[Opening Exercise data section]
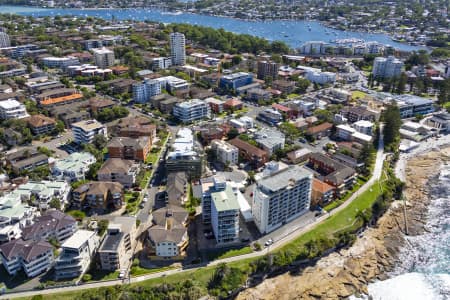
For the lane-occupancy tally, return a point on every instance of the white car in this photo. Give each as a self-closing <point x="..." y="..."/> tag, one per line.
<point x="268" y="242"/>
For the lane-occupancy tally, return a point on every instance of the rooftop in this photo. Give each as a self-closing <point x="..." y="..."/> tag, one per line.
<point x="282" y="179"/>
<point x="225" y="200"/>
<point x="78" y="239"/>
<point x="88" y="125"/>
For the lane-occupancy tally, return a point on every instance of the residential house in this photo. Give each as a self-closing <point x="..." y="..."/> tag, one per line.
<point x="85" y="131"/>
<point x="119" y="170"/>
<point x="53" y="224"/>
<point x="33" y="257"/>
<point x="226" y="153"/>
<point x="74" y="167"/>
<point x="253" y="154"/>
<point x="41" y="124"/>
<point x="176" y="188"/>
<point x="136" y="127"/>
<point x="320" y="131"/>
<point x="98" y="195"/>
<point x="76" y="254"/>
<point x="130" y="148"/>
<point x="184" y="155"/>
<point x="168" y="237"/>
<point x="26" y="160"/>
<point x="440" y="121"/>
<point x="116" y="249"/>
<point x="270" y="140"/>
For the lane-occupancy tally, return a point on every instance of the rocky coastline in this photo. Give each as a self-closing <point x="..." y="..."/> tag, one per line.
<point x="349" y="271"/>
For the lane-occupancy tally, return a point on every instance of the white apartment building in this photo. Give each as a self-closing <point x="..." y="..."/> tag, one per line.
<point x="281" y="197"/>
<point x="76" y="254"/>
<point x="225" y="152"/>
<point x="31" y="256"/>
<point x="191" y="110"/>
<point x="313" y="48"/>
<point x="4" y="40"/>
<point x="12" y="109"/>
<point x="84" y="131"/>
<point x="225" y="215"/>
<point x="172" y="83"/>
<point x="44" y="191"/>
<point x="387" y="67"/>
<point x="161" y="63"/>
<point x="103" y="57"/>
<point x="73" y="167"/>
<point x="142" y="92"/>
<point x="363" y="126"/>
<point x="178" y="49"/>
<point x="60" y="62"/>
<point x="348" y="133"/>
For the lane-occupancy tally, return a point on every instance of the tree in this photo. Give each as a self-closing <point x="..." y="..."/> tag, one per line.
<point x="302" y="85"/>
<point x="59" y="127"/>
<point x="55" y="203"/>
<point x="99" y="141"/>
<point x="392" y="122"/>
<point x="232" y="133"/>
<point x="401" y="84"/>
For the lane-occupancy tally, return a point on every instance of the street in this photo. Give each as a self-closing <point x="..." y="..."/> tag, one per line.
<point x="278" y="241"/>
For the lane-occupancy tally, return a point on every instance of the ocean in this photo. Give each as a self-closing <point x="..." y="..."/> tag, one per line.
<point x="424" y="269"/>
<point x="292" y="32"/>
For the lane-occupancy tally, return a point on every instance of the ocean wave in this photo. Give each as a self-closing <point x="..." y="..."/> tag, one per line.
<point x="424" y="269"/>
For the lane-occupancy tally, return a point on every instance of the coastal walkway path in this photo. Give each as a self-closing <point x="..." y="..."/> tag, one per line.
<point x="376" y="175"/>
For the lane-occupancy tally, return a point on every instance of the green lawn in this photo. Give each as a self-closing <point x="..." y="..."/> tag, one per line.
<point x="358" y="95"/>
<point x="229" y="253"/>
<point x="341" y="220"/>
<point x="138" y="271"/>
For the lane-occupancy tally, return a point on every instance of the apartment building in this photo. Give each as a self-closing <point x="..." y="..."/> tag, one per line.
<point x="257" y="157"/>
<point x="76" y="254"/>
<point x="33" y="257"/>
<point x="387" y="67"/>
<point x="115" y="250"/>
<point x="26" y="159"/>
<point x="178" y="49"/>
<point x="192" y="110"/>
<point x="119" y="170"/>
<point x="332" y="172"/>
<point x="270" y="140"/>
<point x="184" y="156"/>
<point x="60" y="62"/>
<point x="129" y="148"/>
<point x="84" y="131"/>
<point x="176" y="188"/>
<point x="168" y="237"/>
<point x="52" y="224"/>
<point x="281" y="197"/>
<point x="74" y="167"/>
<point x="225" y="215"/>
<point x="103" y="57"/>
<point x="236" y="80"/>
<point x="161" y="63"/>
<point x="12" y="109"/>
<point x="136" y="127"/>
<point x="143" y="91"/>
<point x="98" y="195"/>
<point x="267" y="69"/>
<point x="40" y="124"/>
<point x="225" y="152"/>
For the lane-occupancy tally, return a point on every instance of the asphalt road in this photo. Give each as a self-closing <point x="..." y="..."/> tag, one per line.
<point x="281" y="241"/>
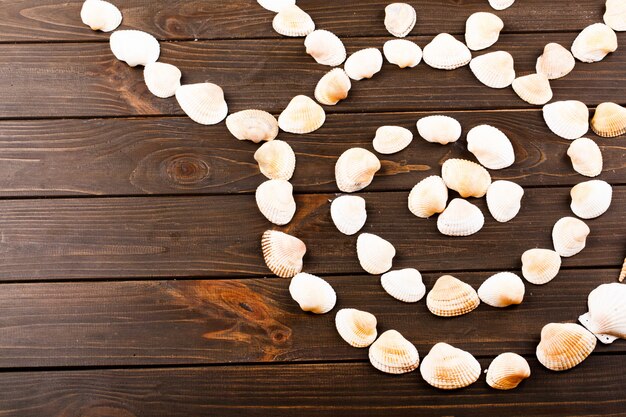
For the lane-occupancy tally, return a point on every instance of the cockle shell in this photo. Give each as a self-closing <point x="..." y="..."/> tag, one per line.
<point x="393" y="354"/>
<point x="355" y="169"/>
<point x="564" y="345"/>
<point x="375" y="253"/>
<point x="447" y="367"/>
<point x="283" y="253"/>
<point x="451" y="297"/>
<point x="405" y="285"/>
<point x="204" y="102"/>
<point x="302" y="115"/>
<point x="312" y="293"/>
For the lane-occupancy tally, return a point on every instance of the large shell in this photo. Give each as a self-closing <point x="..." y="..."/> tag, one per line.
<point x="564" y="345"/>
<point x="451" y="297"/>
<point x="283" y="253"/>
<point x="447" y="367"/>
<point x="355" y="169"/>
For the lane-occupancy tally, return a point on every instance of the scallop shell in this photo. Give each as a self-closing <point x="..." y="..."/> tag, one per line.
<point x="447" y="367"/>
<point x="564" y="345"/>
<point x="451" y="297"/>
<point x="283" y="253"/>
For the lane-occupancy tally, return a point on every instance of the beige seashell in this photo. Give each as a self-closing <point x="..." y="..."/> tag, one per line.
<point x="302" y="115"/>
<point x="540" y="266"/>
<point x="564" y="345"/>
<point x="312" y="293"/>
<point x="465" y="177"/>
<point x="405" y="285"/>
<point x="355" y="169"/>
<point x="276" y="160"/>
<point x="375" y="253"/>
<point x="447" y="367"/>
<point x="482" y="30"/>
<point x="204" y="102"/>
<point x="591" y="199"/>
<point x="283" y="253"/>
<point x="507" y="371"/>
<point x="134" y="47"/>
<point x="393" y="354"/>
<point x="451" y="297"/>
<point x="429" y="196"/>
<point x="275" y="201"/>
<point x="356" y="327"/>
<point x="568" y="119"/>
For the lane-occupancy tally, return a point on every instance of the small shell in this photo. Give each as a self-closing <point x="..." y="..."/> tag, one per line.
<point x="312" y="293"/>
<point x="302" y="115"/>
<point x="564" y="345"/>
<point x="276" y="160"/>
<point x="283" y="253"/>
<point x="507" y="370"/>
<point x="447" y="367"/>
<point x="356" y="327"/>
<point x="355" y="169"/>
<point x="204" y="102"/>
<point x="375" y="253"/>
<point x="451" y="297"/>
<point x="393" y="354"/>
<point x="540" y="266"/>
<point x="591" y="199"/>
<point x="405" y="285"/>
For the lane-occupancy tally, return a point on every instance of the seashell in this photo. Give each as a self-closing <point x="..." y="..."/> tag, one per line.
<point x="375" y="253"/>
<point x="100" y="15"/>
<point x="502" y="290"/>
<point x="134" y="47"/>
<point x="439" y="129"/>
<point x="590" y="199"/>
<point x="606" y="318"/>
<point x="507" y="370"/>
<point x="325" y="47"/>
<point x="363" y="64"/>
<point x="568" y="119"/>
<point x="356" y="327"/>
<point x="348" y="213"/>
<point x="276" y="160"/>
<point x="404" y="285"/>
<point x="283" y="253"/>
<point x="533" y="88"/>
<point x="482" y="30"/>
<point x="393" y="354"/>
<point x="490" y="146"/>
<point x="609" y="120"/>
<point x="275" y="201"/>
<point x="312" y="293"/>
<point x="504" y="200"/>
<point x="540" y="266"/>
<point x="302" y="115"/>
<point x="564" y="345"/>
<point x="447" y="367"/>
<point x="451" y="297"/>
<point x="292" y="21"/>
<point x="429" y="196"/>
<point x="445" y="52"/>
<point x="402" y="53"/>
<point x="355" y="169"/>
<point x="460" y="218"/>
<point x="465" y="177"/>
<point x="162" y="79"/>
<point x="555" y="62"/>
<point x="253" y="125"/>
<point x="494" y="69"/>
<point x="391" y="139"/>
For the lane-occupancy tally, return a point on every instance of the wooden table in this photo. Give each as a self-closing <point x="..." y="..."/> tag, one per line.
<point x="132" y="279"/>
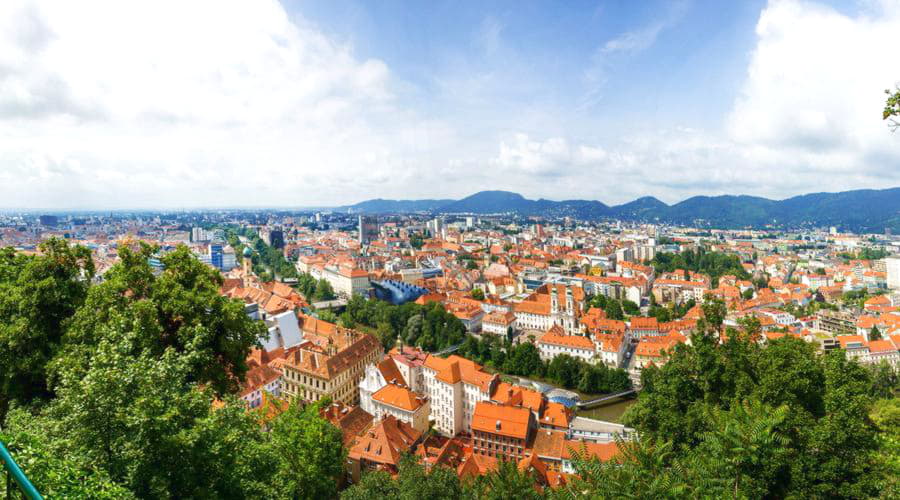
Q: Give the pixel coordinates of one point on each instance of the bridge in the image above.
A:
[Closing Exercise data section]
* What is being asked *
Only what runs from the line holding "of the wooden" through the end of the entries above is to be given again, exactly, with every picture omitted.

* Written solution *
For the lane-occupancy tally, return a point on every instance of the wooden table in this photo. Give each as a self-closing <point x="..." y="..."/> tag, one per line.
<point x="132" y="279"/>
Q: Give the pixel coordinates of one point on each instance of the bridge in the image above.
A:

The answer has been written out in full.